**Given problem**
From the records below, pick out each line that contains the word "position" and copy those lines.

**Records excerpted from a collection**

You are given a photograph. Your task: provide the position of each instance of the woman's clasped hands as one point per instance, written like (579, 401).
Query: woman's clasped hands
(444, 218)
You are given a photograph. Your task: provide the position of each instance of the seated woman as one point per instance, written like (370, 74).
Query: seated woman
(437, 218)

* * *

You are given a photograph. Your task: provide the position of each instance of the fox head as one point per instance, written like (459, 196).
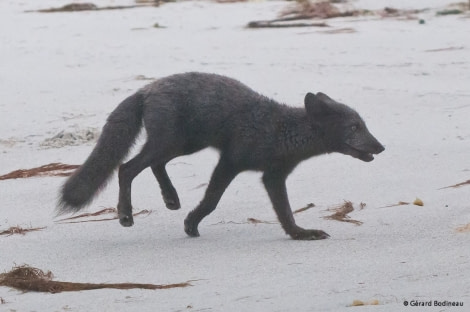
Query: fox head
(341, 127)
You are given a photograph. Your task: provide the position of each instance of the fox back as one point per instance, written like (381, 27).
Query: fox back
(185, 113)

**Problem solution**
You are given a photograph. Your task: provide the position of each instance of the woman's clasped hands as one point per instance, written like (579, 401).
You are given a photograph. Your task: provide the position of each instance of the seated woman as one point per instance, written like (370, 74).
You are given a photograph. Your task: provide the position of each instance of the fox head as one point per instance, written like (459, 196).
You are given a photograph. Your task: provide the position of each instance of the fox back as one point per instance, written like (381, 27).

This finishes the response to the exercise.